Problem details> Find every line in the rows below that contains the string "stone" and copy those lines. Case matters.
☆ ☆ ☆ ☆ ☆
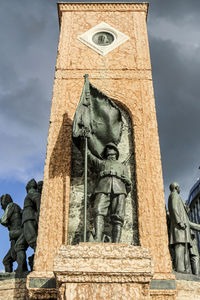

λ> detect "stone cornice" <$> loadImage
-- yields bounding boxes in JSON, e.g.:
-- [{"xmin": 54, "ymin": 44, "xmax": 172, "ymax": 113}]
[{"xmin": 57, "ymin": 2, "xmax": 149, "ymax": 24}]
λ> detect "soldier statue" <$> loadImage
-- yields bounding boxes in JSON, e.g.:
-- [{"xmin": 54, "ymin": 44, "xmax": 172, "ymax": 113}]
[
  {"xmin": 15, "ymin": 179, "xmax": 41, "ymax": 270},
  {"xmin": 189, "ymin": 230, "xmax": 199, "ymax": 276},
  {"xmin": 88, "ymin": 143, "xmax": 131, "ymax": 243},
  {"xmin": 0, "ymin": 194, "xmax": 28, "ymax": 273},
  {"xmin": 168, "ymin": 182, "xmax": 200, "ymax": 273},
  {"xmin": 37, "ymin": 180, "xmax": 43, "ymax": 194}
]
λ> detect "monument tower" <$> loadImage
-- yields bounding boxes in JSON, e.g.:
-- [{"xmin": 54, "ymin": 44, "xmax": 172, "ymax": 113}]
[{"xmin": 27, "ymin": 2, "xmax": 175, "ymax": 300}]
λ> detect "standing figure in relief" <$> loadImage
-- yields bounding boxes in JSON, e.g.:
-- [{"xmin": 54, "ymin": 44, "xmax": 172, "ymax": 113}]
[
  {"xmin": 168, "ymin": 182, "xmax": 200, "ymax": 273},
  {"xmin": 0, "ymin": 194, "xmax": 28, "ymax": 273},
  {"xmin": 88, "ymin": 143, "xmax": 131, "ymax": 243}
]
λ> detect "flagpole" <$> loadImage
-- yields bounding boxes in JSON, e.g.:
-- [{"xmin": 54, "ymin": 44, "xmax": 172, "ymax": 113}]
[{"xmin": 83, "ymin": 133, "xmax": 88, "ymax": 242}]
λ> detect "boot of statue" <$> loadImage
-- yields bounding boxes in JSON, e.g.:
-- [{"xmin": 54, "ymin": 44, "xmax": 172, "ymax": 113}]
[
  {"xmin": 15, "ymin": 250, "xmax": 28, "ymax": 274},
  {"xmin": 94, "ymin": 215, "xmax": 104, "ymax": 243},
  {"xmin": 112, "ymin": 224, "xmax": 122, "ymax": 243},
  {"xmin": 28, "ymin": 254, "xmax": 34, "ymax": 271},
  {"xmin": 4, "ymin": 263, "xmax": 13, "ymax": 273}
]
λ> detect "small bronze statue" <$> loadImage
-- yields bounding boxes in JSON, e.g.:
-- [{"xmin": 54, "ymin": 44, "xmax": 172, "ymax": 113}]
[
  {"xmin": 168, "ymin": 182, "xmax": 200, "ymax": 273},
  {"xmin": 15, "ymin": 179, "xmax": 41, "ymax": 270},
  {"xmin": 88, "ymin": 143, "xmax": 131, "ymax": 243},
  {"xmin": 0, "ymin": 194, "xmax": 28, "ymax": 273},
  {"xmin": 189, "ymin": 230, "xmax": 199, "ymax": 276},
  {"xmin": 37, "ymin": 180, "xmax": 43, "ymax": 194}
]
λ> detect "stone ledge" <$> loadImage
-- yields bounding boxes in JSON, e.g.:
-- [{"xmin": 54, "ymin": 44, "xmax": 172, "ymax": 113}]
[
  {"xmin": 54, "ymin": 243, "xmax": 153, "ymax": 283},
  {"xmin": 150, "ymin": 280, "xmax": 176, "ymax": 290},
  {"xmin": 29, "ymin": 278, "xmax": 56, "ymax": 289},
  {"xmin": 173, "ymin": 271, "xmax": 200, "ymax": 281}
]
☆ ☆ ☆ ☆ ☆
Response to this task>
λ> detect "stone cornice" <$> loadImage
λ> detect "stone ledge" <$> loadImage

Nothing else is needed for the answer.